#### [TASK STATEMENT]
Beginning with the line containing "Target: black beak" and ending with the line containing "Target: throw pillow", write out each line of the records below exactly; pictures and lines outside that range are left out.

#### [EXERCISE MATERIALS]

..............................

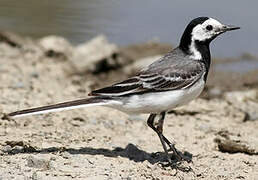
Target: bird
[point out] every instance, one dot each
(175, 79)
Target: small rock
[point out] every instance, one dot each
(56, 46)
(37, 163)
(228, 142)
(241, 96)
(88, 57)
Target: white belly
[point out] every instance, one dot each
(159, 101)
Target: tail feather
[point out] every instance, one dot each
(60, 107)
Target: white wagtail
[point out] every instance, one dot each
(173, 80)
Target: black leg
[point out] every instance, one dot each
(163, 139)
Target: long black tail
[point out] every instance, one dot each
(95, 101)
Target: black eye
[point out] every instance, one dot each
(209, 27)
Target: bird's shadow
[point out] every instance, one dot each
(131, 152)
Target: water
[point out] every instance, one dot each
(126, 22)
(243, 66)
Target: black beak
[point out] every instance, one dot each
(229, 28)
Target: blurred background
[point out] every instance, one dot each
(130, 22)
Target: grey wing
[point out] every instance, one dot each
(172, 76)
(165, 74)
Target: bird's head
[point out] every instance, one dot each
(202, 30)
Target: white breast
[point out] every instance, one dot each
(157, 102)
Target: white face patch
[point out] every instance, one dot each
(201, 33)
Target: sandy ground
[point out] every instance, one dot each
(219, 135)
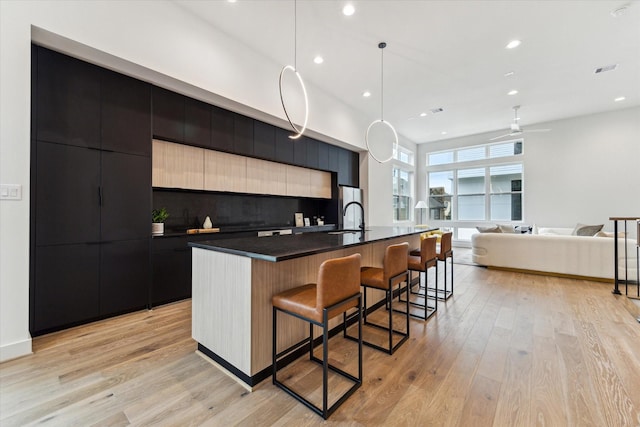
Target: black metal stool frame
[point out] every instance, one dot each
(445, 293)
(428, 310)
(325, 411)
(388, 304)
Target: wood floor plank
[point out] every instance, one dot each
(507, 349)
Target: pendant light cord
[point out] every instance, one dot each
(382, 83)
(295, 34)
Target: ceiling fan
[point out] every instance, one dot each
(516, 130)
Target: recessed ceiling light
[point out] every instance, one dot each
(605, 68)
(348, 9)
(619, 11)
(513, 44)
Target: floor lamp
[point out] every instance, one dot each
(421, 205)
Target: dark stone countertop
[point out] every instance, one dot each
(280, 248)
(246, 229)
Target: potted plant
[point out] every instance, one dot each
(158, 217)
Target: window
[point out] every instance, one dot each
(471, 185)
(506, 192)
(402, 194)
(479, 152)
(440, 195)
(471, 194)
(441, 158)
(403, 155)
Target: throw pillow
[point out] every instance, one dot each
(489, 229)
(506, 228)
(609, 234)
(586, 230)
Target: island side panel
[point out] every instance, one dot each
(269, 278)
(221, 305)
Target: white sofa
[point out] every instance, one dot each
(555, 251)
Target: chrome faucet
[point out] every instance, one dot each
(361, 207)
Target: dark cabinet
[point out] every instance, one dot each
(323, 156)
(168, 115)
(67, 194)
(348, 168)
(355, 169)
(285, 146)
(242, 135)
(334, 158)
(124, 276)
(67, 286)
(197, 123)
(171, 278)
(264, 140)
(312, 153)
(222, 122)
(126, 114)
(300, 151)
(126, 197)
(91, 193)
(68, 100)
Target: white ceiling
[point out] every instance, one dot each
(450, 55)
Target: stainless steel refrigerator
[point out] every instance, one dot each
(353, 217)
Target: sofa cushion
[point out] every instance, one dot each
(506, 228)
(586, 230)
(489, 229)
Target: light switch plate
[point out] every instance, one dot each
(10, 192)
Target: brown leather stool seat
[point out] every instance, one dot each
(421, 262)
(337, 290)
(394, 272)
(446, 251)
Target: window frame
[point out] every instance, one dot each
(454, 166)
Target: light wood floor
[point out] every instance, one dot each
(509, 349)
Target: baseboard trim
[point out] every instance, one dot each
(15, 350)
(552, 274)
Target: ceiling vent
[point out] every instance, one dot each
(605, 68)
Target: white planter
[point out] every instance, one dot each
(157, 228)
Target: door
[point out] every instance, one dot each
(66, 286)
(67, 194)
(126, 197)
(125, 272)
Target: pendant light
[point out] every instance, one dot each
(381, 121)
(294, 68)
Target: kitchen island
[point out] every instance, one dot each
(234, 279)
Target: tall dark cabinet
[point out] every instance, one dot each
(91, 192)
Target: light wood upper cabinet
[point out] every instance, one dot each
(177, 166)
(264, 177)
(297, 181)
(225, 172)
(319, 184)
(192, 168)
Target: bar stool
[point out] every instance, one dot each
(421, 262)
(445, 252)
(337, 291)
(394, 272)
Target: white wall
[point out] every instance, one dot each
(154, 41)
(586, 169)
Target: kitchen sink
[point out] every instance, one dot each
(345, 231)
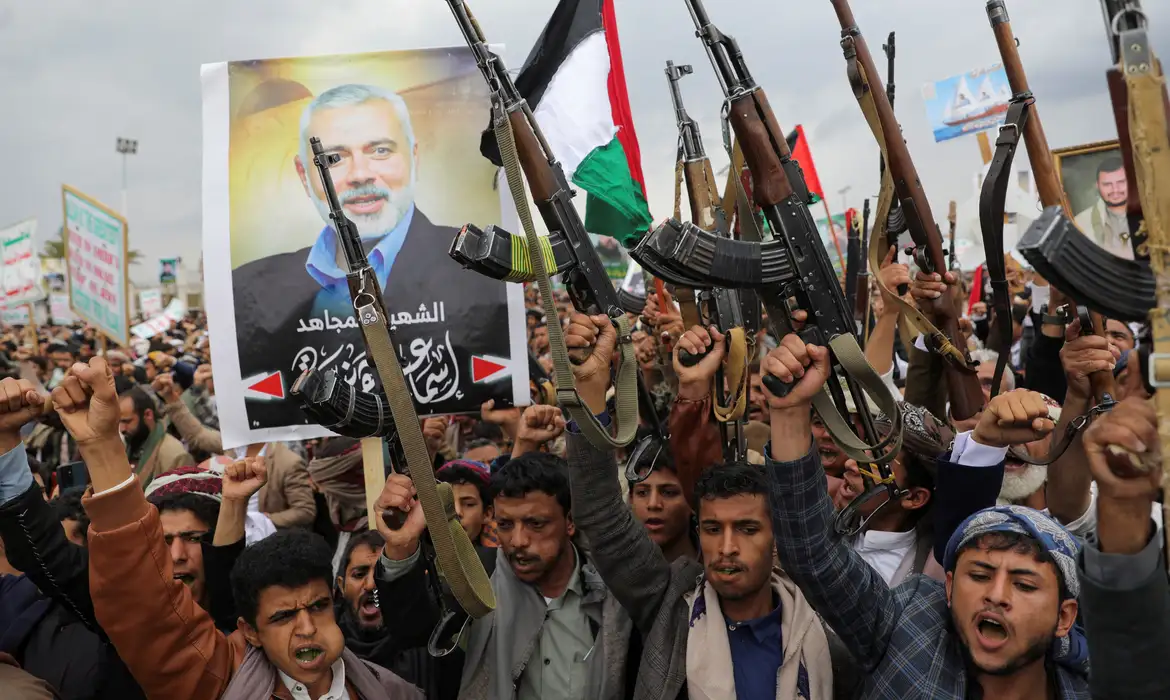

..............................

#### [FINISHED EXERCISE]
Target: black beak
[point out] every instance, one dot each
(229, 28)
Target: blurred background
[point out] every instance, one dot each
(130, 22)
Target: grey wing
[point out] every instance, one dot each
(172, 76)
(165, 74)
Target: bird's head
[point out] every instance, one dot each
(202, 30)
Target: white breast
[point out] every instance, one dot each
(157, 102)
Target: white face patch
[point out] every instance, one dot each
(201, 33)
Target: sandy ground
[point out] every instance, one dot each
(219, 135)
Target: black metal stool frame
[point out] every instance, one dot each
(445, 293)
(428, 310)
(325, 411)
(388, 304)
Target: wood floor plank
[point out] every instance, one dot each
(507, 349)
Target: pendant light cord
[point out] every instance, one dot each
(382, 83)
(295, 34)
Target: ceiling fan
[point out] every instance, one dot each
(516, 130)
Target: recessed ceiling light
[point out] every instance, one dot each
(605, 68)
(348, 9)
(619, 11)
(513, 44)
Target: floor lamp
[point out] every instance, one dot each
(421, 205)
Target: dark stone countertop
[point out] every instance, one dot each
(280, 248)
(246, 229)
Target: potted plant
[point out] every instance, one dot each
(158, 217)
Target: window
[point out] every instance, one dot each
(471, 185)
(506, 192)
(402, 194)
(479, 152)
(440, 195)
(471, 194)
(441, 158)
(403, 155)
Target: throw pillow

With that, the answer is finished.